Task statement |
Copy out word for word the line with "# point at: black placard" and the lines that follow it in the listing below, up to the final one.

Records shown |
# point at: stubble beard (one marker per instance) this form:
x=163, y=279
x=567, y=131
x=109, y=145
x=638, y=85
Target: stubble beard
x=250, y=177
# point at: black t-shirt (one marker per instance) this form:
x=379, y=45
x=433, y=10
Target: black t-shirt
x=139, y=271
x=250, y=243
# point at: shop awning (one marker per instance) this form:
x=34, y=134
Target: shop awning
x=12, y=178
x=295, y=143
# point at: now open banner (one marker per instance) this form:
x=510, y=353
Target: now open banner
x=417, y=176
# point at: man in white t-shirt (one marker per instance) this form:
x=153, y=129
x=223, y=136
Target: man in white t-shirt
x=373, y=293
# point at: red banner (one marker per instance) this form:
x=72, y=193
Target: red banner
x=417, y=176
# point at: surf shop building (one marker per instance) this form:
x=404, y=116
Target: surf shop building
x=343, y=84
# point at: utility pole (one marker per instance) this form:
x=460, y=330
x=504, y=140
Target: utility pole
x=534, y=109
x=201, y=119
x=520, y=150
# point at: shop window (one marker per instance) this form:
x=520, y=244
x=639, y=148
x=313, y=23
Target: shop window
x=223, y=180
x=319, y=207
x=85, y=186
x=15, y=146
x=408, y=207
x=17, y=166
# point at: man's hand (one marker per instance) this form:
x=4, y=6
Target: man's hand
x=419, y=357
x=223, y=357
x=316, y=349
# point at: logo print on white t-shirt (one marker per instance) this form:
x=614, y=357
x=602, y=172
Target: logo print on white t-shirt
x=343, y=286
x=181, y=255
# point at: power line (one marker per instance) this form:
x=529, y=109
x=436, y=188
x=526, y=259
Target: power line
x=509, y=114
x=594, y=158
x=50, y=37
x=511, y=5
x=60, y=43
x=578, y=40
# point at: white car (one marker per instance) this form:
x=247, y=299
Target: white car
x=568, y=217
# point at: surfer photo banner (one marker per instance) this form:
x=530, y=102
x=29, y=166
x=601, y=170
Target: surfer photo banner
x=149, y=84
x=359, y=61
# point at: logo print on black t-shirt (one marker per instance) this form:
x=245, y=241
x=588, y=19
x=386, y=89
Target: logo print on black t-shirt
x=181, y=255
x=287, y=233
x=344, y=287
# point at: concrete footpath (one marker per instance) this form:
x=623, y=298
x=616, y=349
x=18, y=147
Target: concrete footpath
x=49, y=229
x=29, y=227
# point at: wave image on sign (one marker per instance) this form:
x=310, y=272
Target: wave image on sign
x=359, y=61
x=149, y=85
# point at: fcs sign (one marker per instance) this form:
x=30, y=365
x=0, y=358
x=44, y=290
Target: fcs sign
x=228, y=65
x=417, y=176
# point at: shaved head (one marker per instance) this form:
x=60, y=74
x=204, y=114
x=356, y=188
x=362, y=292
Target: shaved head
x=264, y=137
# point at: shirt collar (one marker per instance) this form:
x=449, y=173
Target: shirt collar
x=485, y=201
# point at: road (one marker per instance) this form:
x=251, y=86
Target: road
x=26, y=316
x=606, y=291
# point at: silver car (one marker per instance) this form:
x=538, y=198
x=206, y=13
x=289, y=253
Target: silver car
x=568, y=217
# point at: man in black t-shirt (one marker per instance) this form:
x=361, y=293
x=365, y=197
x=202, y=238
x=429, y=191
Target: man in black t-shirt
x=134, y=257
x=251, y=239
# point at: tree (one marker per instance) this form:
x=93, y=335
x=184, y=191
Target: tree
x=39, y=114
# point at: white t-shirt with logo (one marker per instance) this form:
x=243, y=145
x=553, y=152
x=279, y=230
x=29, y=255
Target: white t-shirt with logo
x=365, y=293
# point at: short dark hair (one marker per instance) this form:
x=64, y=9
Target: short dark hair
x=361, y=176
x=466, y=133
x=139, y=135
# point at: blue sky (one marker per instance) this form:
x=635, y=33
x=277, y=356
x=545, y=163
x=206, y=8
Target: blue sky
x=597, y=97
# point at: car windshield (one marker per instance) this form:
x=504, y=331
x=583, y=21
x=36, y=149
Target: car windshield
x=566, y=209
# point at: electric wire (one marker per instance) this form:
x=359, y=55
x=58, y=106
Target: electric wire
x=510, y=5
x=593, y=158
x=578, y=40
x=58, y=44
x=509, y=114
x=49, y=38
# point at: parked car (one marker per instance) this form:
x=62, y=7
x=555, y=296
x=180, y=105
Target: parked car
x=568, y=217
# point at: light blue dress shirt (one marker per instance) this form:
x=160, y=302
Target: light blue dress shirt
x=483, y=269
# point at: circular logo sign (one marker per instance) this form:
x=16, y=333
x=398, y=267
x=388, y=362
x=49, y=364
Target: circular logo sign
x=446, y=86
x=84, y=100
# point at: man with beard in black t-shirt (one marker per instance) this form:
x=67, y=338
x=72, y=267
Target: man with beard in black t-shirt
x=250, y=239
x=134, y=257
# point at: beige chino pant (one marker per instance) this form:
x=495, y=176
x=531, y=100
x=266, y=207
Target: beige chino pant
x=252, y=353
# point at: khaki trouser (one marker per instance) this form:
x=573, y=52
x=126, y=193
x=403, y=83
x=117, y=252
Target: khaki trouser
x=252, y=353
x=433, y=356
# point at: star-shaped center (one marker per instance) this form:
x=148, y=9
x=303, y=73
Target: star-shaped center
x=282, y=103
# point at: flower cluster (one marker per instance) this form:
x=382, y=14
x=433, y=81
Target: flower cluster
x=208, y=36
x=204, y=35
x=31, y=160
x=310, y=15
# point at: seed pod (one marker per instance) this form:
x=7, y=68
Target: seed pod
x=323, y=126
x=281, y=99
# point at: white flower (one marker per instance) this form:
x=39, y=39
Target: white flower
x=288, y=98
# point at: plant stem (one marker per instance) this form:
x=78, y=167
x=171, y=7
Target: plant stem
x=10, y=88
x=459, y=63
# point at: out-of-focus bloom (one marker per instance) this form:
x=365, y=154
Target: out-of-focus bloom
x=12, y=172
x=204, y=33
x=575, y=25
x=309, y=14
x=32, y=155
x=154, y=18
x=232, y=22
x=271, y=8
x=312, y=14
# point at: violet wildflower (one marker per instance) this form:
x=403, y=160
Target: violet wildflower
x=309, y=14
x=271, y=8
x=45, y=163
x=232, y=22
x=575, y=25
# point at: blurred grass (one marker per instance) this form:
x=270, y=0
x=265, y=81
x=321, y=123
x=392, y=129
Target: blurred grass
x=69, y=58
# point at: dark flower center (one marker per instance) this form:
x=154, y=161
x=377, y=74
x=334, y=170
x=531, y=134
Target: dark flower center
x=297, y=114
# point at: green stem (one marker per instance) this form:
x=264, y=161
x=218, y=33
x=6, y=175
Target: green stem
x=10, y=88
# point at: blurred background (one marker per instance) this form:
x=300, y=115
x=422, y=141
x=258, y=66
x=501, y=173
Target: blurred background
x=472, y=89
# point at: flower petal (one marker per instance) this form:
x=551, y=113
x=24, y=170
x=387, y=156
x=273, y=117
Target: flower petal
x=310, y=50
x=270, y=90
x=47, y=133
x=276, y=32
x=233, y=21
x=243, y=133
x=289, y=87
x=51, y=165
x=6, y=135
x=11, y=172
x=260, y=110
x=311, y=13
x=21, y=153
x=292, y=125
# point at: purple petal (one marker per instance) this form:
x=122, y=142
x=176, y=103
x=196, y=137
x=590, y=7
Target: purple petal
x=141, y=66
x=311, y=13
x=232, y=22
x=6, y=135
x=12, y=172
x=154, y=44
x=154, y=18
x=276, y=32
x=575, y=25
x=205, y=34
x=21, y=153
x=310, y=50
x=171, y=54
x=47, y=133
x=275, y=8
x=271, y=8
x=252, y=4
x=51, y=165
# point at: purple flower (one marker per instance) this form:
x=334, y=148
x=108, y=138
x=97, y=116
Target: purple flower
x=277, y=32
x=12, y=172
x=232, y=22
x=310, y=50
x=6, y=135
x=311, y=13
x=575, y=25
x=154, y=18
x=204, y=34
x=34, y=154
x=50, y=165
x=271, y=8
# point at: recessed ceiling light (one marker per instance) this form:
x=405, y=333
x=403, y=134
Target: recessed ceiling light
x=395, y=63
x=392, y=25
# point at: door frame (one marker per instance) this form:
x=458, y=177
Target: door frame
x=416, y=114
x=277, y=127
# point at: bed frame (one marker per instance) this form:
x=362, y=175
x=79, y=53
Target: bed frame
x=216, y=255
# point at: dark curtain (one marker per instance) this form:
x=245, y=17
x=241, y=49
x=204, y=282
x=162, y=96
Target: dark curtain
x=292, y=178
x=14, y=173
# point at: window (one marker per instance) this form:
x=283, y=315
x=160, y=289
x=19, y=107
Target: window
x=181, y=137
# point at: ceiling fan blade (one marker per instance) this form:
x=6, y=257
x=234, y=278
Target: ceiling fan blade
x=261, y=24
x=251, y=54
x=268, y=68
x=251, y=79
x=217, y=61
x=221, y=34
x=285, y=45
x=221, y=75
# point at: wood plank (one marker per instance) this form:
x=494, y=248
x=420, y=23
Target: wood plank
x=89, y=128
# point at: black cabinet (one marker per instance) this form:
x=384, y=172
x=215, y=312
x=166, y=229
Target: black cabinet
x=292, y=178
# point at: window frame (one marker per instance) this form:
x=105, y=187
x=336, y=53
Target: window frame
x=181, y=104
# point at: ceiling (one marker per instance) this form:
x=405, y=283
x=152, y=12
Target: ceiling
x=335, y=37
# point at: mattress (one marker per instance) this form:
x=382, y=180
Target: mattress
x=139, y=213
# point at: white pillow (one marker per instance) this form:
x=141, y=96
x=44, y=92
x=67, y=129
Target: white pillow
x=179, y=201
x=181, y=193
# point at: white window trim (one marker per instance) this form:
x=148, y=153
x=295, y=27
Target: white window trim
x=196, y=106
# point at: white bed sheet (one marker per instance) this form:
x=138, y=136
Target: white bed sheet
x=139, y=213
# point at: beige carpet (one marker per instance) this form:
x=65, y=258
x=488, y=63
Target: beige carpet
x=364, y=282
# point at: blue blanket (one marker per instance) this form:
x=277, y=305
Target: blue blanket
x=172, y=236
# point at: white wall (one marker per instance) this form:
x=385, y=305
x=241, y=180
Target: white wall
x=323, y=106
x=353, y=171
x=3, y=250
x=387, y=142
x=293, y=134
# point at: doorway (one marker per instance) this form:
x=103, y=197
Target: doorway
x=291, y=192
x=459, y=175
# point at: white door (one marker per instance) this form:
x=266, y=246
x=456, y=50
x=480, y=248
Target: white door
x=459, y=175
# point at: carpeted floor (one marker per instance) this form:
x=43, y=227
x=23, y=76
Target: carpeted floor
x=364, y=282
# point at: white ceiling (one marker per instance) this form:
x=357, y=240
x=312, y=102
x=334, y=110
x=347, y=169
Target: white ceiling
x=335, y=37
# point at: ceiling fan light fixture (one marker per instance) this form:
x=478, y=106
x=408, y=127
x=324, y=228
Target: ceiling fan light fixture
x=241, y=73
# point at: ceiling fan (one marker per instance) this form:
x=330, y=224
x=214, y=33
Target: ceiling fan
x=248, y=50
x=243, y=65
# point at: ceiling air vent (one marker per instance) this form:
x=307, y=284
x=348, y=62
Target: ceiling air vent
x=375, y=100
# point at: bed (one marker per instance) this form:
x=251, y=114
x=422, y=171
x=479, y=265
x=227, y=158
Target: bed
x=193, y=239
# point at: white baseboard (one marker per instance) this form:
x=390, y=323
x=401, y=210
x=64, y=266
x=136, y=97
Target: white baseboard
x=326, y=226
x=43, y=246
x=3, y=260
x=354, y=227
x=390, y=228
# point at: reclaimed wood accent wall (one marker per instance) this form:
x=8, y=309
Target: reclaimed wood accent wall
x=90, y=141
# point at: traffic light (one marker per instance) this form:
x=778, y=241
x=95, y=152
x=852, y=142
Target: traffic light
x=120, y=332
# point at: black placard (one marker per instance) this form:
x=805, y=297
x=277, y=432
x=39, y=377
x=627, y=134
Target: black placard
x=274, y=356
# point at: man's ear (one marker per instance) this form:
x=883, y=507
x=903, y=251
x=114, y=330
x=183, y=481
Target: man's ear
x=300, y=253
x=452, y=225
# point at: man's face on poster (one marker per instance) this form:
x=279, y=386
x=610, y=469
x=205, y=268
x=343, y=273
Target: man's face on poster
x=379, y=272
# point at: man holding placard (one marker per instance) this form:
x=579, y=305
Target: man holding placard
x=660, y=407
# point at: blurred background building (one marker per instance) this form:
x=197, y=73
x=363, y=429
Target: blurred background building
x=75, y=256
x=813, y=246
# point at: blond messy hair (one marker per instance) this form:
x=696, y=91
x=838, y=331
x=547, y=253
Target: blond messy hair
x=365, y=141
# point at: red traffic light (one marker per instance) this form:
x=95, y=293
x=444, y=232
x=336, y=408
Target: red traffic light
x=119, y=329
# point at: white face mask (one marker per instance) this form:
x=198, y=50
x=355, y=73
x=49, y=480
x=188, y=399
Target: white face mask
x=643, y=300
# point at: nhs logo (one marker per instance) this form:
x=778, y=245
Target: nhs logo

Reply to the task |
# point at: black placard (one marker per instance) this form:
x=805, y=297
x=277, y=432
x=39, y=377
x=627, y=134
Target: black placard
x=274, y=356
# point at: man's ear (one marker per instance) this form:
x=883, y=507
x=903, y=251
x=114, y=330
x=183, y=481
Target: man's ear
x=300, y=253
x=452, y=225
# point at: man's face on poster (one marker per instance) this form:
x=279, y=386
x=610, y=469
x=205, y=268
x=343, y=273
Target: man's face on poster
x=379, y=272
# point at: man holding placard (one marker per instance) this form:
x=579, y=305
Target: man holding placard
x=660, y=407
# point at: blurred background building (one marker per instance) this form:
x=197, y=73
x=363, y=429
Target: blurred background building
x=75, y=256
x=813, y=246
# point at: blond messy hair (one marker per instance) this form:
x=696, y=91
x=838, y=331
x=547, y=253
Target: blond messy hair
x=365, y=141
# point at: red traffic light (one marker per instance) this form:
x=95, y=293
x=444, y=232
x=336, y=408
Target: red traffic light
x=119, y=329
# point at: white face mask (one marker per instance) this form:
x=198, y=50
x=355, y=73
x=49, y=480
x=188, y=399
Target: white face mask
x=643, y=300
# point at: nhs logo (one marker per instance) this form:
x=778, y=245
Target: nhs logo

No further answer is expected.